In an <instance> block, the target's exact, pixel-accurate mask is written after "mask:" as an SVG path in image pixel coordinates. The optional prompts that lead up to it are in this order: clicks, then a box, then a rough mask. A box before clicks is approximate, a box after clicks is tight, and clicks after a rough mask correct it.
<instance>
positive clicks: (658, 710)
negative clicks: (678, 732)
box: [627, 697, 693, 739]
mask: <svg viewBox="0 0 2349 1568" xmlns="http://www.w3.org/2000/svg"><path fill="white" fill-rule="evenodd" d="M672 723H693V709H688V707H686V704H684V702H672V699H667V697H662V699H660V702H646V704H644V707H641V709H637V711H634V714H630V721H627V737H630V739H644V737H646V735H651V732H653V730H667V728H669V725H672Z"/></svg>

Required action: Please return every line of the records above that contains the word "instance".

Answer to the problem:
In an <instance> block, the target's exact, pixel-accurate mask is written after "mask:" as an SVG path in image pixel coordinates. The optional prompts that lead up to it are in this order: clicks, then a box, then a rough mask. A box before clicks is approximate, a box after clicks is tight, and clicks after a rough mask correct it.
<instance>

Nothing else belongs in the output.